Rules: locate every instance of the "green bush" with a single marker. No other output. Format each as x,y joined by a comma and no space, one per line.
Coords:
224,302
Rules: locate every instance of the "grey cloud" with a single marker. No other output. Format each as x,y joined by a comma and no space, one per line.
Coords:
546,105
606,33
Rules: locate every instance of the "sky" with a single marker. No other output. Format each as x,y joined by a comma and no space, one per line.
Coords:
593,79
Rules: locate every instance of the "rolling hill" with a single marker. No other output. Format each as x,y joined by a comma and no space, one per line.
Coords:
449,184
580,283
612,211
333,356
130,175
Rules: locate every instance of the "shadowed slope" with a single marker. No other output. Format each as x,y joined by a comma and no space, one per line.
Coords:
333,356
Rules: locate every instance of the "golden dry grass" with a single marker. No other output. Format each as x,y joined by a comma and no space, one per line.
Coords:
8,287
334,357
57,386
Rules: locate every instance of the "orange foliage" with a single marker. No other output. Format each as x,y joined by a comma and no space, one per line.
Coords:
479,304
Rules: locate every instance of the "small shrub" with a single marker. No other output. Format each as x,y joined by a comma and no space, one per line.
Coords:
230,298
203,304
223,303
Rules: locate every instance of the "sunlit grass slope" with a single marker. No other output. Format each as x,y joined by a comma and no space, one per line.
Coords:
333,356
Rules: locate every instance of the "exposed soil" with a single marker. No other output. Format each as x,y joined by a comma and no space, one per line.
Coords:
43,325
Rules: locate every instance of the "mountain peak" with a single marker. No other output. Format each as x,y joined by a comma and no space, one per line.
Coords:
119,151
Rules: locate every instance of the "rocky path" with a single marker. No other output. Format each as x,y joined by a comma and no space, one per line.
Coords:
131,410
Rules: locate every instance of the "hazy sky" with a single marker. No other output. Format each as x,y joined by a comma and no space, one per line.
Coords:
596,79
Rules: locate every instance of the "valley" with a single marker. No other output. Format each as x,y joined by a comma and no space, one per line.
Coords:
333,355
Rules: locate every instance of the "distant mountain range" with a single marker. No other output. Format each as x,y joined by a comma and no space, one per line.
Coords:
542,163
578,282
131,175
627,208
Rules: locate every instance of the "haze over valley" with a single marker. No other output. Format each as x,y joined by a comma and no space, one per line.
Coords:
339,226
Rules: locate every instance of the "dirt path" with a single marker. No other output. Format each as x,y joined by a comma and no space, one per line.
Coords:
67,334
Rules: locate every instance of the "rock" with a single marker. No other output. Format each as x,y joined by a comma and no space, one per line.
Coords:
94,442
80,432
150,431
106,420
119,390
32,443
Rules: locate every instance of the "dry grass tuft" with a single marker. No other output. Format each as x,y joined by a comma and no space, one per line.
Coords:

********************

What the task requires
Hand back the material above in full, exactly as written.

Task result
Rules: locate every instance of the "green bush" with a single marker. No other output. Format each as x,y joined by a comma and no space, one per line.
Coords:
224,302
Rules: locate every instance of the "grey cloud" with a single marker. No other output. Format each as x,y joined by a comma and no space, one per line.
Coords:
546,105
606,33
Rules: locate every instance of the "sky" with a single marker. No other output. Format each as x,y joined by a comma and no space, one per line.
Coords:
593,79
Rules: locate every instance of the "rolling hill" with a single marker. No other output. Format each as x,y joined by a comma and no space, one per line.
Coords:
449,184
580,283
612,211
333,356
130,175
Rules: locate every instance of the "shadowed slope" with a single marker. No other output. Format each as x,y joined by a comma and no space, one per line.
Coords:
333,356
Rules: locate every instance of the "golden dry grass" with a single marker. No other output. Format each as x,y joined by a comma and no space, one per line.
Coords:
8,287
334,357
57,386
Rules: locate every instance of the "orange foliage" with a single marker. No other output. Format each as x,y joined by a comma and no space, one per line.
Coords:
479,304
Rules: locate every instance of the "small shrub" with a single marker. No other output. Format each as x,y joined by a comma and no space, one per line.
Coords:
230,298
203,304
223,303
Rules: locate every instance of the "sunlit grass slope" with a single marker. No other output. Format each as x,y joined by a comma and no space, one per line.
Coords:
333,356
Rules: locate every instance of the "exposed soil" with a single marker. No other output. Format each as x,y joined by a comma and no space, one per line.
Coords:
43,325
Rules: locate every instance of the "mountain peak" with a single marker. No other output. Format each as x,y joined by a comma and no space, one per line.
Coords:
119,151
Rules: locate every instance of the "rocky path" with a single marker. No other output. Format each as x,y joined by a comma and no space, one per line.
Coords:
131,410
Rules: locate every instance of the "hazy sky" with a single marker. No other output. Format each as x,y joined by a comma and no space, one per line.
Coords:
596,79
Rules: locate every instance of the "valley" with a single marker. No other output. Format each as x,y joined by a comma and no space, one per line.
Coords:
333,355
Rules: locate every instance of the "distant mountain range" with a single marker. No other output. Format each as x,y joined by a comma and no space, one per line.
Coords:
542,163
578,282
131,175
627,208
Rules: locate every instance of the "haze over valley" with a single marker. No other output. Format each as x,y joined by a comma and no space, one per line.
Coords:
339,226
Rules: locate every instance of the "dirt path" with a single marker. No other output. Format each as x,y joined by a comma and no space, one per line.
Coords:
67,334
Rules: locate every instance of the "rock" with a single marker. No other output. Format each as x,y joined by a comma and no space, one per line.
Coords:
94,442
80,432
150,431
106,420
119,390
32,443
Rules: locate every instance of the "dry grass tuft" with a single marker. No other output. Format each as x,y joined by a comma and no space, one per line.
Coords:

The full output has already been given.